-- Exercise --
Copy the entries from the line containing "Audit check: the open" up to and including the line containing "[484,41,507,65]", keeping the requests as they are. Scale every bounding-box coordinate in the answers by 2.05, rounding to whole numbers with halves rounded up, and give only those lines.

-- Data entries --

■ ■ ■

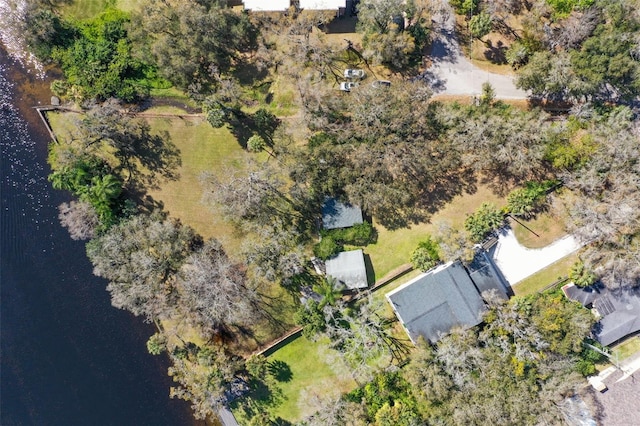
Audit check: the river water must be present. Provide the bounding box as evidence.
[0,46,196,426]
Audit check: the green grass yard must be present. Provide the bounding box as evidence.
[611,336,640,361]
[235,336,356,422]
[364,185,506,280]
[142,115,255,254]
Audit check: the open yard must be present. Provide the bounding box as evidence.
[232,336,356,422]
[512,253,579,296]
[364,185,506,280]
[62,0,141,19]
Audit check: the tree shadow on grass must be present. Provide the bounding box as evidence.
[269,359,293,383]
[484,41,507,65]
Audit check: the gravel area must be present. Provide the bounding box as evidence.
[493,229,584,284]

■ ■ ■

-- Complete output --
Audit check: the open yard must be present. Provide the bounding box as evidence.
[476,689,730,865]
[1050,519,1187,607]
[746,379,1037,574]
[127,0,289,39]
Audit check: the tree shadow on grass must be present. Provide the bounding box as evidence.
[551,736,601,785]
[992,84,1039,133]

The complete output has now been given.